## WRITTEN EXERCISE 1
Please rescale the point-labeling rows from the start of the rows through the line containing "x=46, y=605", inclusive, giving every line again with its requests and format samples unchanged but with each coordinate in the answers multiplied by 1.05 and rounded to a whole number, halves up. Leave the pictures out of your answer.

Song Moo Kwan Tae Kwon Do:

Beginnings to Today (and its beliefs)

by: Robert Frankovich

3rd degree Black belt Song Moo Kwan

1st degree Black belt World Tae Kwon Do Federation

May 10, 1994


The history of Korean martial arts has been well documented. Their beginnings during the Three Kingdom era has been presented over and over in past articles. Tae Kyon and Subak are the traditional basis for the development of Korean arts and can be traced back to the Three Kingdoms. Since there has been so much repeated about this era I will not. If you are not clear about this part of Korea's martial art history, you can find it in the Martial Arts Encyclopedia that has just been published.

Korean martial art history that I would like to mention here as a means of letting the reader know the direction of this article will cover is that there has been eight officially recognized original "modern" kwans (schools) existing after World War II. This is where the article begins. The emergence of the eight kwans and, specifically, the origins of Song Moo Kwan.

The debate as to which kwan was the first to open is very popular to discuss. Although there are claims at being the first these can be difficult to verify due to poor communications throughout Korea immediately after World War II. An example of this is the claim that a Chung Do Kwan dojang (gymnasium for teaching Tae Kwon Do) was the first to open in 1945. This may appear to be correct until it is found that Grandmaster Byung Jick Ro had opened a dojang in Kae Sung at a Kwan Duk Gung (archery school) in mid-1944. Unfortunately he had to end classes due to lack of enrollment after three months. This may be overlooked in Korean martial arts history.

The opening of the Kae Sung dojang was done upon Grandmaster Ro's return from university work in Japan. He had learned Tae Kyon and Subak from his neighbors and had been interested in the defensive techniques that were taught at the local temples. This interest in martial arts lead Ro to search out Gichin Funakoshi, Shotokan founder, during those college years. Ro studied under Funakoshi and earned a black belt before returning to Korea.

(Point labeling data based on photos)
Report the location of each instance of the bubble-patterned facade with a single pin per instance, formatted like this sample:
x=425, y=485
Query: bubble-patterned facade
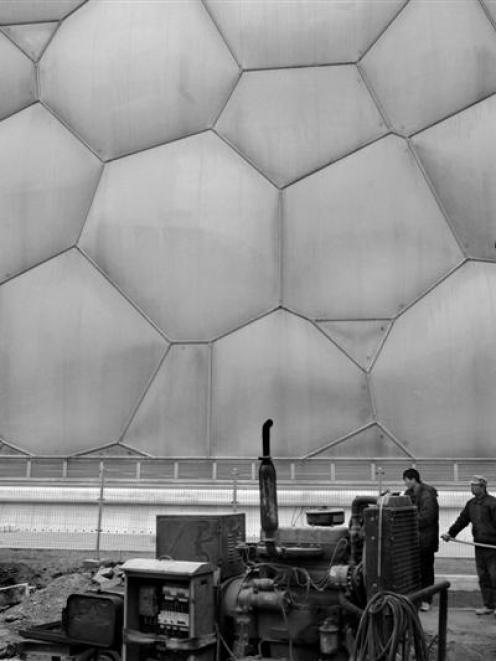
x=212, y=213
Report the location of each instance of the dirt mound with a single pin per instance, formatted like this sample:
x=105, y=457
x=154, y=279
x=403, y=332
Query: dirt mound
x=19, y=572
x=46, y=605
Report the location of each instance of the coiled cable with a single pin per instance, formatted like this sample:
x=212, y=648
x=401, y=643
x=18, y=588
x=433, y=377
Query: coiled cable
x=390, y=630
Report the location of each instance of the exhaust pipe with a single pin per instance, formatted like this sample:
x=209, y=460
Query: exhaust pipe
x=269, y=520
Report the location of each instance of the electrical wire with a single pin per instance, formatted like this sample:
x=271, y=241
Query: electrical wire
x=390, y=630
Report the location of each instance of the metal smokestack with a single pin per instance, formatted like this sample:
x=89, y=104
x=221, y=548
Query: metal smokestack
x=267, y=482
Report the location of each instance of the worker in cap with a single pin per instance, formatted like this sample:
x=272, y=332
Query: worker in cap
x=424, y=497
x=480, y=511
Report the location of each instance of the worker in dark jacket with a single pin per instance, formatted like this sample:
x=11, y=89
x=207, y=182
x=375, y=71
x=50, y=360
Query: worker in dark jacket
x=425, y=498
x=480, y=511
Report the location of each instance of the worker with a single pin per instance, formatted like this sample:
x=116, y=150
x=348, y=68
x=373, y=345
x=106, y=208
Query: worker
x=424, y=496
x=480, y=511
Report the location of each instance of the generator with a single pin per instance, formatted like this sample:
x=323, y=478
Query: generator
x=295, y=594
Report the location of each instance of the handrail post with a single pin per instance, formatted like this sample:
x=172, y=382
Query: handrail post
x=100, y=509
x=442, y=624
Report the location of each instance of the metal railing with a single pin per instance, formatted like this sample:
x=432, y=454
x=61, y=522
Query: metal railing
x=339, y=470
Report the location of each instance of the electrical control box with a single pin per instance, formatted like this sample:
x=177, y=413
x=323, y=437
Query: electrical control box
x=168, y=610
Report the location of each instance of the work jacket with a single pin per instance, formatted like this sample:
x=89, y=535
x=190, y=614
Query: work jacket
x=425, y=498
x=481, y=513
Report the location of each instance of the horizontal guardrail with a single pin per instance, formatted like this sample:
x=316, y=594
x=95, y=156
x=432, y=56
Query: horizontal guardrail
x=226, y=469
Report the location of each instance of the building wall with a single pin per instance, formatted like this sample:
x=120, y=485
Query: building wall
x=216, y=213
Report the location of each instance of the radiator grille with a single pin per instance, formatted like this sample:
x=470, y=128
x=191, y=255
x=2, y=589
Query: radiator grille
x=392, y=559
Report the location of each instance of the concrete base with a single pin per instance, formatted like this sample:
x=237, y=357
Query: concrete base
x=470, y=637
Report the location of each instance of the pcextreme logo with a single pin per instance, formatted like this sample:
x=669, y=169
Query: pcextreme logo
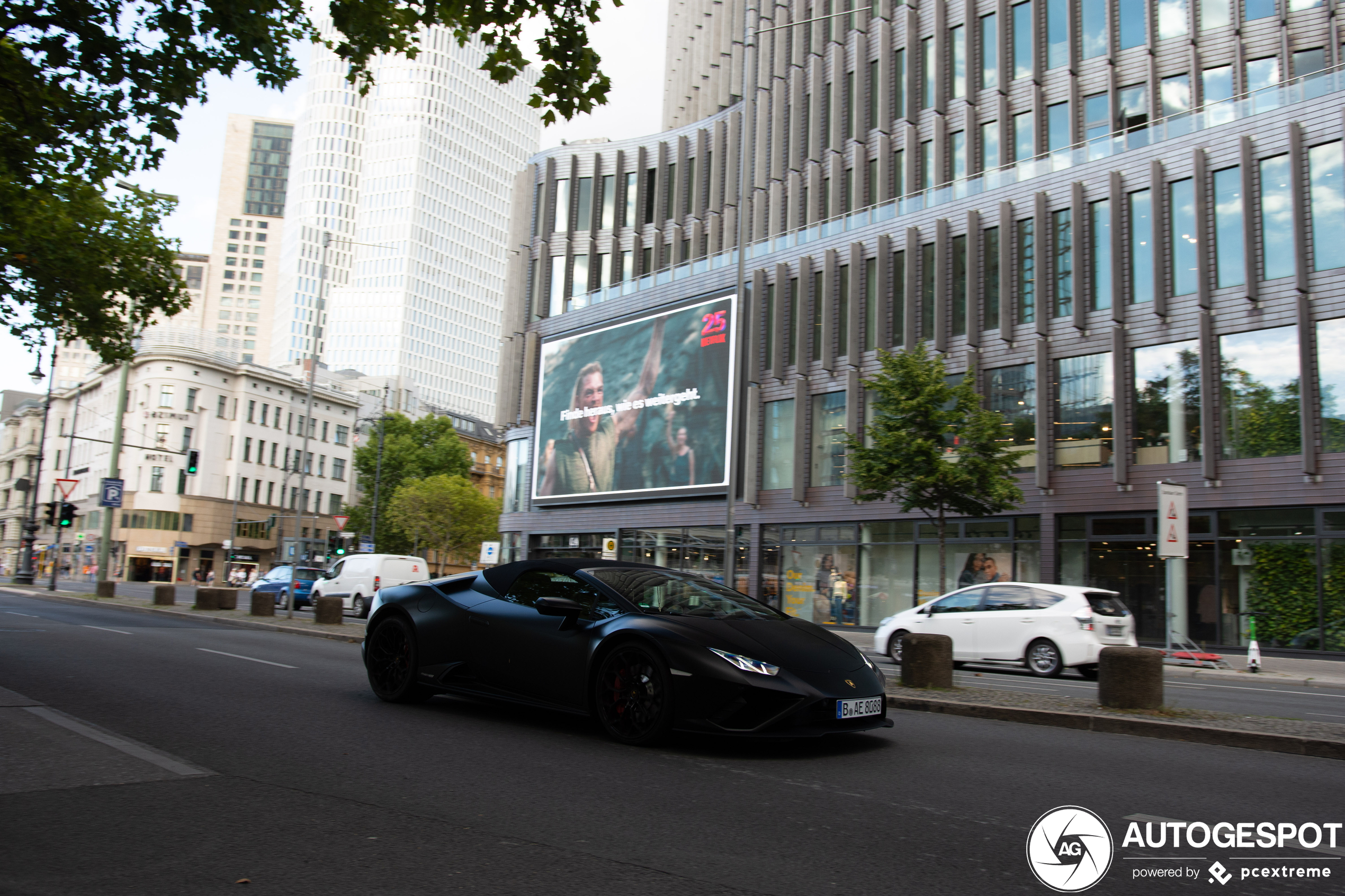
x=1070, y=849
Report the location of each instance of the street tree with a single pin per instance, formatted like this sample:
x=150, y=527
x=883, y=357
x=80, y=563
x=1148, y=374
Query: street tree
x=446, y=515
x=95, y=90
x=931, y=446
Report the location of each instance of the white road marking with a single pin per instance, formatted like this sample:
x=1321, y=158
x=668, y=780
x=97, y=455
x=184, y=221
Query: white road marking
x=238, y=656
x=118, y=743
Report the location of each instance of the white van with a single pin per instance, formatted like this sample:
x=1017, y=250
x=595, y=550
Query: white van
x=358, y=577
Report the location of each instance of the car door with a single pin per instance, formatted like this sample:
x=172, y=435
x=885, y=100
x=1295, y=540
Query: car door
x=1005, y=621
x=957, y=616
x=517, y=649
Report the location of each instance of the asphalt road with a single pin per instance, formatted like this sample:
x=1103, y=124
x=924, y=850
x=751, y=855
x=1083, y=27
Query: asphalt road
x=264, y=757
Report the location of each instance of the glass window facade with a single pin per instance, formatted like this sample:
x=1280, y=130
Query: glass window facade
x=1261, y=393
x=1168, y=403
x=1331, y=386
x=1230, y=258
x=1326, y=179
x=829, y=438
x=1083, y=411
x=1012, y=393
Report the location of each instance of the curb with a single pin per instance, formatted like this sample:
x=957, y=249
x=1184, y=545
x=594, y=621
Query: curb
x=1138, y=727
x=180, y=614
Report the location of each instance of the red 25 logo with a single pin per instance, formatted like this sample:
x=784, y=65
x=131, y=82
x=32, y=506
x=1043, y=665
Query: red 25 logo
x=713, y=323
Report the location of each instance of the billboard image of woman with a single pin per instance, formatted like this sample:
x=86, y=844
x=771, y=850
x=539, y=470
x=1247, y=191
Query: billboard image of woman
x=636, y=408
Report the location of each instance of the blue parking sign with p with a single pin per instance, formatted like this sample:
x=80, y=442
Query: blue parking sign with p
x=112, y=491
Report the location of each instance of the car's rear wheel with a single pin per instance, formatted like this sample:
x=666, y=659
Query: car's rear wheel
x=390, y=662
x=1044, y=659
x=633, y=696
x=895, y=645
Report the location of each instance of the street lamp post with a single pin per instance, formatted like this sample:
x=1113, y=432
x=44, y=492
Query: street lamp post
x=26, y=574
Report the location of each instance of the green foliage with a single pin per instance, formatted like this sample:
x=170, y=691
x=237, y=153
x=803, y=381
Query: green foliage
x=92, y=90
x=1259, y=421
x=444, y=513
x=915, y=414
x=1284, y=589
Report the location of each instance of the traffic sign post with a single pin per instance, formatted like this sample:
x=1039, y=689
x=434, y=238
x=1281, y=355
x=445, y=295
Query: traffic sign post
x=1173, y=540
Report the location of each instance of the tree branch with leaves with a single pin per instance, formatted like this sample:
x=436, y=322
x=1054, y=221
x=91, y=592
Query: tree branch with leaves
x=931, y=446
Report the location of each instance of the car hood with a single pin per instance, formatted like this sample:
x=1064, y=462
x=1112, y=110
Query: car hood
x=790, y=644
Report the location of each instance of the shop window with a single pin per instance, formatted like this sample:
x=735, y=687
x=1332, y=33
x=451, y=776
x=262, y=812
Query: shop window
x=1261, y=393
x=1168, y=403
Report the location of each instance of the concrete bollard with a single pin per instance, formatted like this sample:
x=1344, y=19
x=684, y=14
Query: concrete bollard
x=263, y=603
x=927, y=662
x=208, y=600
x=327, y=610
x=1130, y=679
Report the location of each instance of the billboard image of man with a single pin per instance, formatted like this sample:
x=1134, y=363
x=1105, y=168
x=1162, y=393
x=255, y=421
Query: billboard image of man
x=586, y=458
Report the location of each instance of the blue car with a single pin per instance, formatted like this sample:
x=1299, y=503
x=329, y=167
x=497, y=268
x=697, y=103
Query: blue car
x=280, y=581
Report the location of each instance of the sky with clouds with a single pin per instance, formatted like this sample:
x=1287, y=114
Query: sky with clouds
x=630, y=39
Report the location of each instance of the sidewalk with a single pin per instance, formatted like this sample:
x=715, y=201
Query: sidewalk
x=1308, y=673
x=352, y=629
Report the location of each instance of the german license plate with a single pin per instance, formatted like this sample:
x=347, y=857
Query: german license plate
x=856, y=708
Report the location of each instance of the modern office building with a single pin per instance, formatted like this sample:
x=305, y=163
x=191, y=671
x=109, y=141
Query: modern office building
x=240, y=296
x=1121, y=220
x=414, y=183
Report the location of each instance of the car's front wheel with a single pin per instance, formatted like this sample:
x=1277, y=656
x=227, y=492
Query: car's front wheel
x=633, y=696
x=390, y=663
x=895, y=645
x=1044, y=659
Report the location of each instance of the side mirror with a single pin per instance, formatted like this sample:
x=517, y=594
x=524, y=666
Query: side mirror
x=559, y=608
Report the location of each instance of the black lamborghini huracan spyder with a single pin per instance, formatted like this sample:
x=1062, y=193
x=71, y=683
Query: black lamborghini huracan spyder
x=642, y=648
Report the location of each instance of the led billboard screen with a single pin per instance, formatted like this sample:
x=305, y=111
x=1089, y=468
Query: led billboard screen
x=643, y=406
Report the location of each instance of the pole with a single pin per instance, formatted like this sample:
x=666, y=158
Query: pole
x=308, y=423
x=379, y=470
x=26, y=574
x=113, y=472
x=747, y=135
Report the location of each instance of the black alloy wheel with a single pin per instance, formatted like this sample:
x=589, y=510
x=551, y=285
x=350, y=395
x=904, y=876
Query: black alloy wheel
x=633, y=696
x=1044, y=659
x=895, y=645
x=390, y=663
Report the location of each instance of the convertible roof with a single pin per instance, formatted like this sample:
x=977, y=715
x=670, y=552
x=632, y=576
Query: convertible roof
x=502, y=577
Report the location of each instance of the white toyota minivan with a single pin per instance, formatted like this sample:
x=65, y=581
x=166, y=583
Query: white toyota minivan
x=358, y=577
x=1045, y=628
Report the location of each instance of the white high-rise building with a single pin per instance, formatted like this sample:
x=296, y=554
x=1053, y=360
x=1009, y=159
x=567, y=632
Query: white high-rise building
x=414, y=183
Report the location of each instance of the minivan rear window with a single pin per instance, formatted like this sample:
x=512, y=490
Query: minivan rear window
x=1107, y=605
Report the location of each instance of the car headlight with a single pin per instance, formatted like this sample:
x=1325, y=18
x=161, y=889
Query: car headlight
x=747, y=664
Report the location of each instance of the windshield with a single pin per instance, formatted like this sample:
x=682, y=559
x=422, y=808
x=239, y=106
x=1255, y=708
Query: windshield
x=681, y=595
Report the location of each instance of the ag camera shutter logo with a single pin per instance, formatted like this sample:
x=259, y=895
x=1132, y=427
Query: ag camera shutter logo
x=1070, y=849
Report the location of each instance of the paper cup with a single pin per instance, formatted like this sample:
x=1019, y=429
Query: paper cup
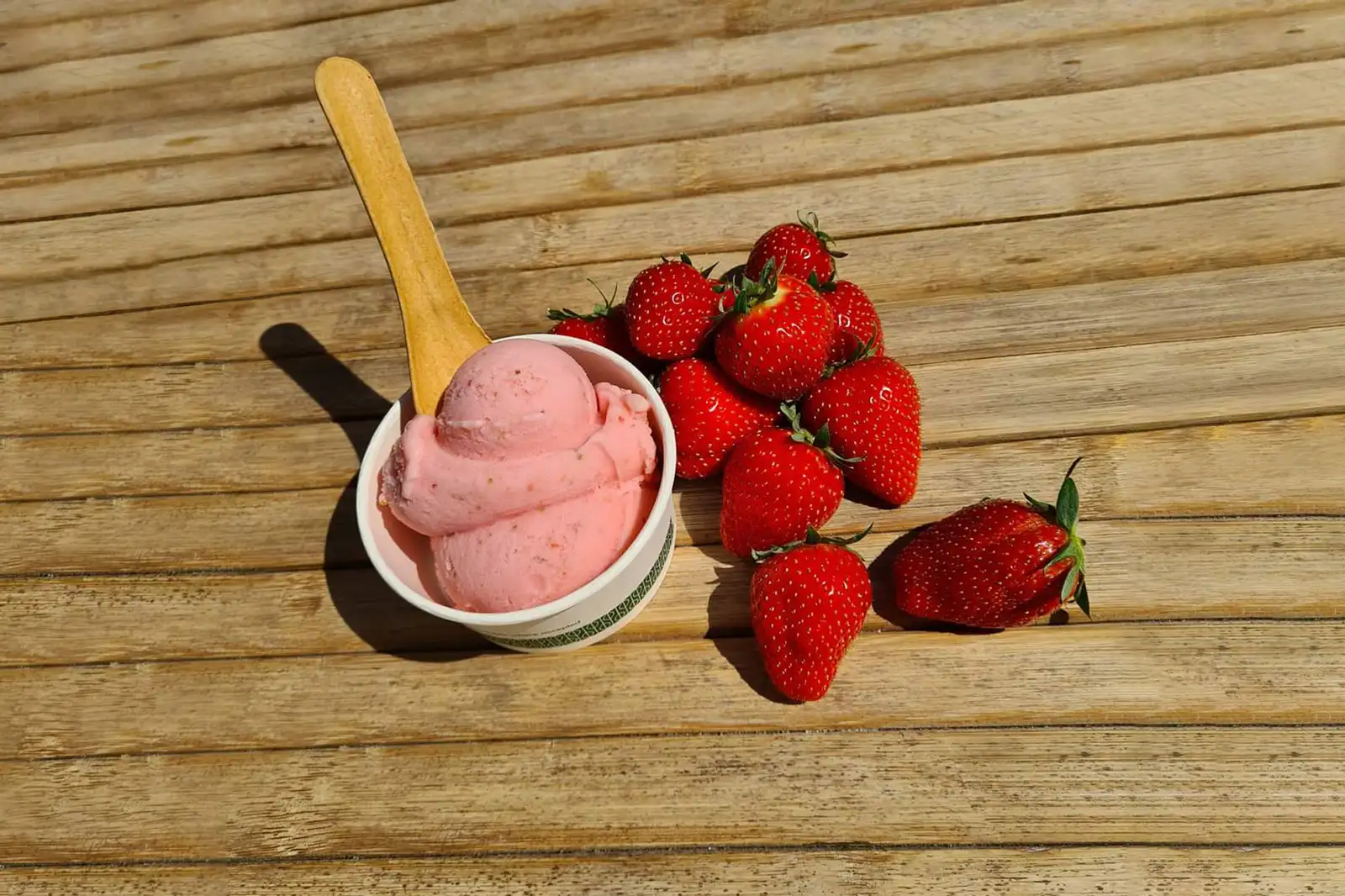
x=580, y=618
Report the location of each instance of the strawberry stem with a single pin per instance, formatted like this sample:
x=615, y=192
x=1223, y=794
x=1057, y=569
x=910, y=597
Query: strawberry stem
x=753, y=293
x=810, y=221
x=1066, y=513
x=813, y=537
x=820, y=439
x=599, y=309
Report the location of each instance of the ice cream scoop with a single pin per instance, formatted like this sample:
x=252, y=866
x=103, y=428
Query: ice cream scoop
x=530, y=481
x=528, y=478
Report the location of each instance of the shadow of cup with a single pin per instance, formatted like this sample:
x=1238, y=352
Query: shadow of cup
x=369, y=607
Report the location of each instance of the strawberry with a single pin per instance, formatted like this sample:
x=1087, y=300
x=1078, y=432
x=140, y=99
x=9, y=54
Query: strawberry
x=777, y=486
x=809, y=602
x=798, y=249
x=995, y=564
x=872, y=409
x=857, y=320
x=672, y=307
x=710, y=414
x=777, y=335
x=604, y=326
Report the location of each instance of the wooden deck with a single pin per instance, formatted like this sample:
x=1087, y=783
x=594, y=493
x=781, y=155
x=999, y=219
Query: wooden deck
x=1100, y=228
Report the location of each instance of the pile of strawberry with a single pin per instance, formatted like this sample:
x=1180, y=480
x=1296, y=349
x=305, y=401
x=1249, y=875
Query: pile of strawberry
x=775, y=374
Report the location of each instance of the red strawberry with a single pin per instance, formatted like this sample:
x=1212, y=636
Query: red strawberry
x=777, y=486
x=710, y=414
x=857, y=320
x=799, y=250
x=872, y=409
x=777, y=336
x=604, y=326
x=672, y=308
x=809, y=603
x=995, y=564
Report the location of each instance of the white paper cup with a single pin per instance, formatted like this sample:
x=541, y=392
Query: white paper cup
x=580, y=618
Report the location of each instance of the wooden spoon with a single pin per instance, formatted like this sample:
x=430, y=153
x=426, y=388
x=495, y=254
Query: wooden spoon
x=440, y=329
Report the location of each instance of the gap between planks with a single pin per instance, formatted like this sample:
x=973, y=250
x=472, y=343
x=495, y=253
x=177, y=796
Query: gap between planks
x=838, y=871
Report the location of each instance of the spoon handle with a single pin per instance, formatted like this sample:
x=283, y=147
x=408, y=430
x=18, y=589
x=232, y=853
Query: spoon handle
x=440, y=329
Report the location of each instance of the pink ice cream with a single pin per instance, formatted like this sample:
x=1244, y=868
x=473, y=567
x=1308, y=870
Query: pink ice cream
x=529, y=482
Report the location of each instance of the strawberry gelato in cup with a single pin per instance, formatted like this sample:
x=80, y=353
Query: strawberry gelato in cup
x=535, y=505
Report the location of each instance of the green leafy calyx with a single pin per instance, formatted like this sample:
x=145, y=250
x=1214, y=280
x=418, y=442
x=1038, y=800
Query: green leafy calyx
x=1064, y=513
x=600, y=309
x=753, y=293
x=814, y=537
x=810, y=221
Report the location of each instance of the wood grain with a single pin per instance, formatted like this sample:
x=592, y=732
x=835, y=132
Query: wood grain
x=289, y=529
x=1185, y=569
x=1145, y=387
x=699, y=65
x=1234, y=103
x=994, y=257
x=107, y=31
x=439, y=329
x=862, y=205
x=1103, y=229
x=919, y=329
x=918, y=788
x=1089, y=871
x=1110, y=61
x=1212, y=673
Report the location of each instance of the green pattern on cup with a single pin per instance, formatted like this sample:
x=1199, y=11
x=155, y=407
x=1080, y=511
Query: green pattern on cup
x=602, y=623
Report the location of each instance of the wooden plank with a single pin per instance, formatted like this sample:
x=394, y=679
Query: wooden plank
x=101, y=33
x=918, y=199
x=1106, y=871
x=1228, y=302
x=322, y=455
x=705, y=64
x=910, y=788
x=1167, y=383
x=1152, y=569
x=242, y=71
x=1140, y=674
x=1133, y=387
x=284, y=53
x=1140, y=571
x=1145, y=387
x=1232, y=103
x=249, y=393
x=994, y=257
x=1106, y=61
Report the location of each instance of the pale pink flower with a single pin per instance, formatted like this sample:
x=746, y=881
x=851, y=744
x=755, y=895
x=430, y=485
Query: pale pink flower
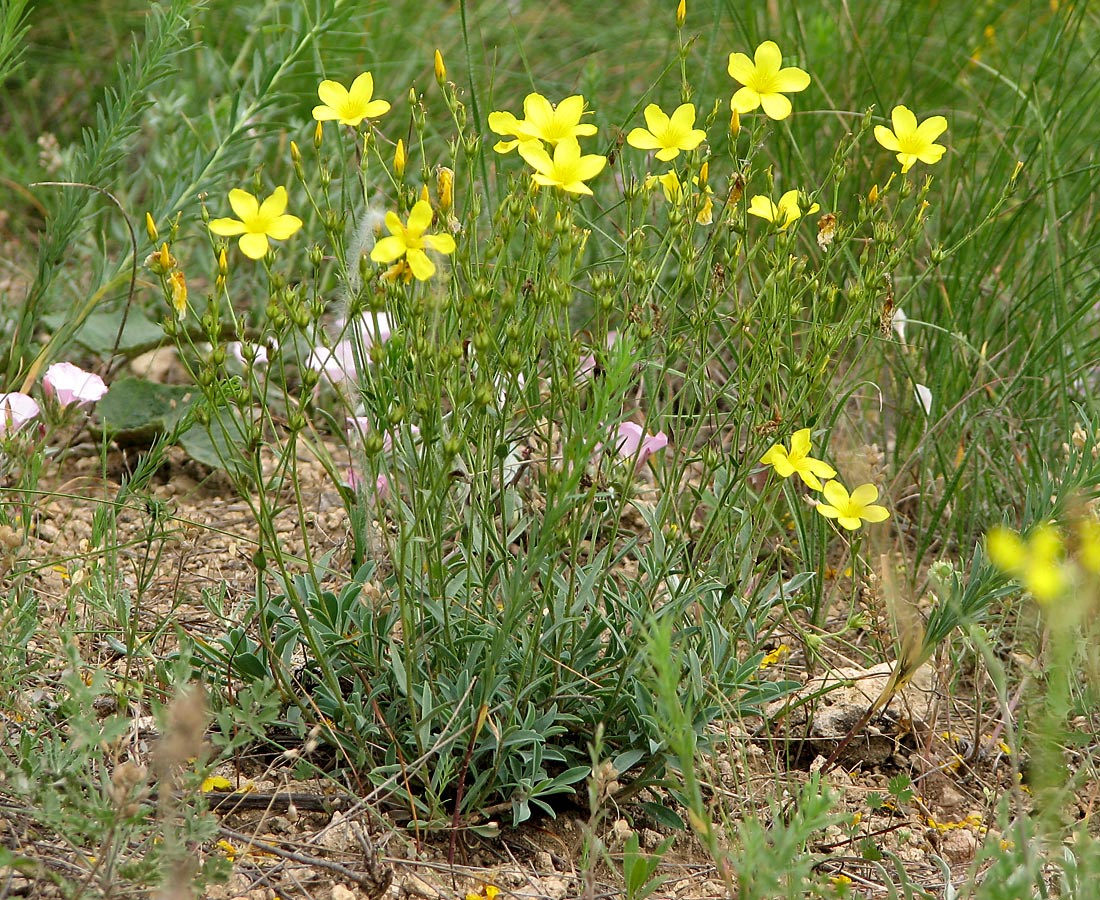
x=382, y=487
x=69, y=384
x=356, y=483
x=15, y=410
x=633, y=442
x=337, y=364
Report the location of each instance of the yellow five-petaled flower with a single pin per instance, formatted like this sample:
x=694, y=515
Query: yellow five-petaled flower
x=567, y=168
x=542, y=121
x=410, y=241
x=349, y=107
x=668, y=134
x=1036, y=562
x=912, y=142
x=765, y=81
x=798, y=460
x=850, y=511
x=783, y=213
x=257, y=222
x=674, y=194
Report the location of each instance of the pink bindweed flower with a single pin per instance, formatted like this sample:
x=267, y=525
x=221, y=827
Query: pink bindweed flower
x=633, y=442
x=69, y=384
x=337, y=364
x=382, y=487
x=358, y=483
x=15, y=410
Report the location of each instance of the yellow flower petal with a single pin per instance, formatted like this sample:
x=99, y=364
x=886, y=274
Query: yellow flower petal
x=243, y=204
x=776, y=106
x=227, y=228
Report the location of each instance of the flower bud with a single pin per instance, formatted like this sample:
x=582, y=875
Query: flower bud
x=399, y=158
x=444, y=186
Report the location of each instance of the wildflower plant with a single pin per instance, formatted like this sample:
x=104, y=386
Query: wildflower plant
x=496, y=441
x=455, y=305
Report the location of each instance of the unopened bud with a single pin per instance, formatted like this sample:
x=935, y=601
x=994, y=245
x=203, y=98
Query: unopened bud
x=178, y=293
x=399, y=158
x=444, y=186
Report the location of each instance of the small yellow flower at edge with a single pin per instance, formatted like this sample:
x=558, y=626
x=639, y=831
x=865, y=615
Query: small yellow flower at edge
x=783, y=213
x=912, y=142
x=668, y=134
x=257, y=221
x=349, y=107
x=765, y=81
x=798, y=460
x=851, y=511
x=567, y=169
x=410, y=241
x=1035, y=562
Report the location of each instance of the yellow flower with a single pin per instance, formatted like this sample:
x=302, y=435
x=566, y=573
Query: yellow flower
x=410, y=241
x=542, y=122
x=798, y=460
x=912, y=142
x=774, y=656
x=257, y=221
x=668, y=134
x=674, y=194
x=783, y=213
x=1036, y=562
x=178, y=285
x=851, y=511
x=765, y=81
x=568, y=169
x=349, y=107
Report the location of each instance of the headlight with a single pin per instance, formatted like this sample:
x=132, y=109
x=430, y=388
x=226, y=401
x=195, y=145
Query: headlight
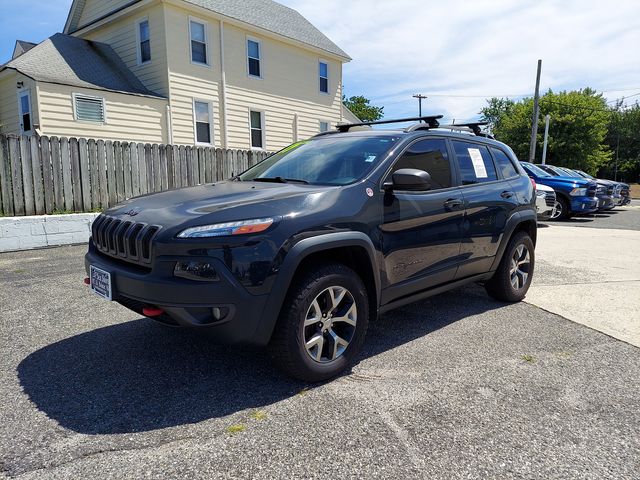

## WRITTEN EXERCISE 2
Rewrite the paragraph of the Song Moo Kwan article that begins "The debate as to which kwan" more briefly, keeping its main facts.

## FULL OUTPUT 1
Report the location of each instance of the bubble-patterned facade with a single pin per instance, formatted like this sample:
x=425, y=485
Query: bubble-patterned facade
x=223, y=224
Report the location of each instance of the dirt mound with a single pin per instance, formatted like this sample:
x=105, y=457
x=154, y=279
x=403, y=332
Query: dirt mound
x=20, y=601
x=48, y=635

## FULL OUTPUT 2
Which kwan opened first is a popular subject of debate, but such claims are hard to verify because communications throughout Korea were poor right after World War II. A Chung Do Kwan dojang, for example, is claimed to have opened first, in 1945. Yet Grandmaster Byung Jick Ro had opened a dojang at a Kwan Duk Gung (archery school) in Kae Sung in mid-1944. He ended the classes after three months for lack of enrollment, and Korean martial arts history may overlook this.